Instructions for the task » Output each entry exactly; skip nothing.

Provided entries »
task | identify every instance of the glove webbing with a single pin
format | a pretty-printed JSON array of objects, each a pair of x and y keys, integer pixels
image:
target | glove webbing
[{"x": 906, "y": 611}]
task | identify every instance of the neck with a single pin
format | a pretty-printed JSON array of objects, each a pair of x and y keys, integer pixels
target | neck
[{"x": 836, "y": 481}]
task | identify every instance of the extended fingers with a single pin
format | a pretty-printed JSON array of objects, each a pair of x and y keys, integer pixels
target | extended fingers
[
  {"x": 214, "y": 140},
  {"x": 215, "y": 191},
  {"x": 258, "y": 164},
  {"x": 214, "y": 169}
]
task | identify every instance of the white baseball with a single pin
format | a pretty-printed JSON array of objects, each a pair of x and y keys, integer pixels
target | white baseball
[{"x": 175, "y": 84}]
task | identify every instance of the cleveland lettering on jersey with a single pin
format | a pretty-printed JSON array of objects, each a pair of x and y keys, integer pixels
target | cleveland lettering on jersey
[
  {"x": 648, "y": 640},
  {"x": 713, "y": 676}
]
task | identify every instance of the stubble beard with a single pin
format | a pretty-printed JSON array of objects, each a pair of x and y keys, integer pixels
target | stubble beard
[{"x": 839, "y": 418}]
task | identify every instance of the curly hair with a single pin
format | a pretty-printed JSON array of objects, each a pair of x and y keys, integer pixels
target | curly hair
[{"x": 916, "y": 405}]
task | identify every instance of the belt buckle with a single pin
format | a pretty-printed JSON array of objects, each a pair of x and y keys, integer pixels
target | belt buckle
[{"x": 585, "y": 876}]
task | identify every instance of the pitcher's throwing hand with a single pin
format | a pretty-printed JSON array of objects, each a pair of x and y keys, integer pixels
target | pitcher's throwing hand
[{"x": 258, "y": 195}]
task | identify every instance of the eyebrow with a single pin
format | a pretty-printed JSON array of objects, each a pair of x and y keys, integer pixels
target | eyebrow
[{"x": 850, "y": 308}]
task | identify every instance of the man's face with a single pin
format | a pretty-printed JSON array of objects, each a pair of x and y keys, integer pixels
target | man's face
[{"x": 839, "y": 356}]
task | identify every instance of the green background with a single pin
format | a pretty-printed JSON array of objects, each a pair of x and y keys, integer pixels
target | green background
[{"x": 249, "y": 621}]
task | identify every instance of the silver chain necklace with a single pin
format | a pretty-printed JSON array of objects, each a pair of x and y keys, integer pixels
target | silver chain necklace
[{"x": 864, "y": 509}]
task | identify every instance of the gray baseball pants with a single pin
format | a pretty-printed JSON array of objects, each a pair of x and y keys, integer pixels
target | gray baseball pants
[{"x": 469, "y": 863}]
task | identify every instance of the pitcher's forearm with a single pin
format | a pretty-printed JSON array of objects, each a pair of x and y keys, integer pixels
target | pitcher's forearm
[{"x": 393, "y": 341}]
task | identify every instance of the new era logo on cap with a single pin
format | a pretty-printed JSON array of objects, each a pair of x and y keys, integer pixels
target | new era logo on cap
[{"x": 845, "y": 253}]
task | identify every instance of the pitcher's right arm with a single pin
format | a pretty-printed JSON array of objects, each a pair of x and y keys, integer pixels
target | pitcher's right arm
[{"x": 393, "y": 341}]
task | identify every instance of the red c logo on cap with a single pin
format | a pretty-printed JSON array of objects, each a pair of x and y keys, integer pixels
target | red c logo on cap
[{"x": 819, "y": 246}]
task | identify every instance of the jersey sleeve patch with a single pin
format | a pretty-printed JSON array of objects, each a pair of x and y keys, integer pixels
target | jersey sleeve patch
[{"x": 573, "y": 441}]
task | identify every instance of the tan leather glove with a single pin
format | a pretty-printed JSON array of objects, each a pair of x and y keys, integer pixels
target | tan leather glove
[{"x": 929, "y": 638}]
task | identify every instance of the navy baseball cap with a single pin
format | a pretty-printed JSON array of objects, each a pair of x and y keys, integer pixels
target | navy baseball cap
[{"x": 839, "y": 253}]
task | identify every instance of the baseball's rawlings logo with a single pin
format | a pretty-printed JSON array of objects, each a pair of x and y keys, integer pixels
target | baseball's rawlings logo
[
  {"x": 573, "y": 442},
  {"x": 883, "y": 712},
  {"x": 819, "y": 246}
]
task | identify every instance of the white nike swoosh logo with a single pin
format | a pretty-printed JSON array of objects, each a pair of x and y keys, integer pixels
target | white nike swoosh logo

Solution to the exercise »
task | identify every instance of the glove webbing with a single pin
format | a pretty-printed JSON array of objects, each a pair of x and y keys, integer pixels
image:
target | glove webbing
[{"x": 906, "y": 611}]
task | identify every instance of the neck with a single pin
format | a pretty-printed JSON array of objects, each a pair of x and y keys, integer pixels
target | neck
[{"x": 836, "y": 481}]
task | identify every instance of the extended fingers with a single pin
format | a pretty-printed JSON array of objects, each a pair of x and y keys, integer pixels
target | extended fingers
[
  {"x": 214, "y": 140},
  {"x": 215, "y": 191},
  {"x": 258, "y": 164},
  {"x": 214, "y": 169}
]
task | identify every instance of the white baseball with a single pin
format | a pretty-printed JSON array of objects, each a pair of x and y keys, integer pixels
target | white baseball
[{"x": 175, "y": 84}]
task | identify every instance of the cleveland lettering on jersey with a single pin
format | a pretty-printed JSON array of objects, each a pair of x and y keys, integer pixels
target | cleveland lettering on jersey
[
  {"x": 648, "y": 640},
  {"x": 713, "y": 676}
]
task | identify every instance of the stubble beard with a single pin
format | a pretty-printed JSON array of objects, each a pair of x and y keys, integer pixels
target | stubble beard
[{"x": 839, "y": 418}]
task | identify every instance of the curly hair with a single pin
format | a pretty-printed JSON array of objects, each a pair of x and y keys, integer pixels
target | curly hair
[{"x": 916, "y": 405}]
task | identify every instance of the belt buckle with a single pin
format | a pretty-printed JSON array of objects, each a pair of x and y keys, integer pixels
target | belt buckle
[{"x": 585, "y": 876}]
task | identify every instance of the pitcher's throwing hand with a single pin
format | a pretty-printed JSON array of objects, each a pair of x and y keys, integer pixels
target | pitcher's throwing hand
[{"x": 258, "y": 195}]
task | identify every instance of the eyebrow with a single pin
format | a pretty-printed JSON array of objects, each a pair of x and y keys, integer pixels
target | eyebrow
[{"x": 850, "y": 308}]
task | identify every instance of the man's face with a single pin
format | a pretty-printed JSON array of objects, each a pair of x and y keys, integer pixels
target | man's face
[{"x": 839, "y": 356}]
task | identify every instance of the green background with a single pin
format | a pretty-printed JSON array of objects, each a pair of x and y keys, integer pixels
target | green background
[{"x": 249, "y": 621}]
task | identify every instance of the silver chain necklace with a single pin
format | a pretty-printed JSON array of objects, each a pair of x and y keys, integer pixels
target | silver chain necklace
[{"x": 864, "y": 509}]
task | identify every instance of the gray baseball pants with a single pin
format | a pretty-printed JSON array of objects, each a pair of x and y keys, integer pixels
target | gray baseball pants
[{"x": 469, "y": 863}]
task | identify every instance of the pitcher's forearm with a single pin
format | a pretty-printed JSON array of objects, each a pair of x and y keys, integer pixels
target | pitcher's forearm
[{"x": 393, "y": 341}]
task | identify every instance of the new era logo on cap with a single pin
format | a pretty-printed JSON array of objects, each a pair of x and y keys, integer pixels
target | new era logo on cap
[{"x": 845, "y": 253}]
task | identify every instance of the pitcher's right arm with a single pin
format | a pretty-printed JSON array of objects, each a pair of x and y keys, integer pixels
target | pitcher's right arm
[{"x": 393, "y": 341}]
task | identify every instance of the red c logo on cap with a single pin
format | a pretty-printed JSON array of objects, each a pair of x and y keys, integer pixels
target | red c logo on cap
[{"x": 819, "y": 246}]
task | identify every instance of the jersey sleeve patch with a single pin
format | a pretty-printed JSON array of objects, each a pair of x and y keys, integer pixels
target | jersey sleeve patch
[{"x": 573, "y": 441}]
task | identify every instance of the tan leather glove with a single pin
format | a pretty-printed JSON array of objects, each a pair of x and y keys, integer pixels
target | tan leather glove
[{"x": 929, "y": 638}]
task | identify every instance of the navy baseball cap with a single pin
format | a pretty-printed JSON array of objects, each a pair of x and y keys, integer pixels
target | navy baseball cap
[{"x": 839, "y": 253}]
task | identify every instance of the baseball's rawlings logo with a single pin
format | a pretty-printed JSON array of objects, each a pair of x and y keys, integer pixels
target | baseball's rawlings logo
[
  {"x": 573, "y": 442},
  {"x": 883, "y": 712},
  {"x": 819, "y": 246}
]
task | identify every instance of the white nike swoosh logo with a single pin
format | a pretty-printed JSON array of objects, each a pair of x and y keys, integer pixels
target | white nike swoosh logo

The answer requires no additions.